◆ **PROVIDED INFORMATION**
--

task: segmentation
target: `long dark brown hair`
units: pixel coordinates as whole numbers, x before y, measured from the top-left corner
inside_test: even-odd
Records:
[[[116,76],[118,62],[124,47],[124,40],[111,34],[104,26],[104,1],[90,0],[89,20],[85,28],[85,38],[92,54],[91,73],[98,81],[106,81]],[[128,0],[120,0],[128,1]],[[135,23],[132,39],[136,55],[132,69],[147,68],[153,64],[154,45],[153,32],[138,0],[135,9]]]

--

◆ **TASK REQUIREMENTS**
Recast the items above as a Markdown table with the columns Row and Line, numbering each line in order and omitting blank lines.

◆ **THE SOLUTION**
| Row | Line |
|---|---|
| 1 | task: segmentation |
| 2 | target: `long dark brown hair` |
| 3 | units: pixel coordinates as whole numbers, x before y, measured from the top-left corner |
| 4 | inside_test: even-odd |
| 5 | Records: |
| 6 | [[[116,76],[118,62],[124,47],[124,40],[111,34],[104,26],[104,1],[90,0],[89,20],[85,28],[85,38],[92,54],[91,73],[98,81],[106,81]],[[128,0],[120,0],[128,1]],[[135,23],[132,39],[136,55],[132,69],[147,68],[153,64],[154,45],[153,32],[138,0],[135,9]]] |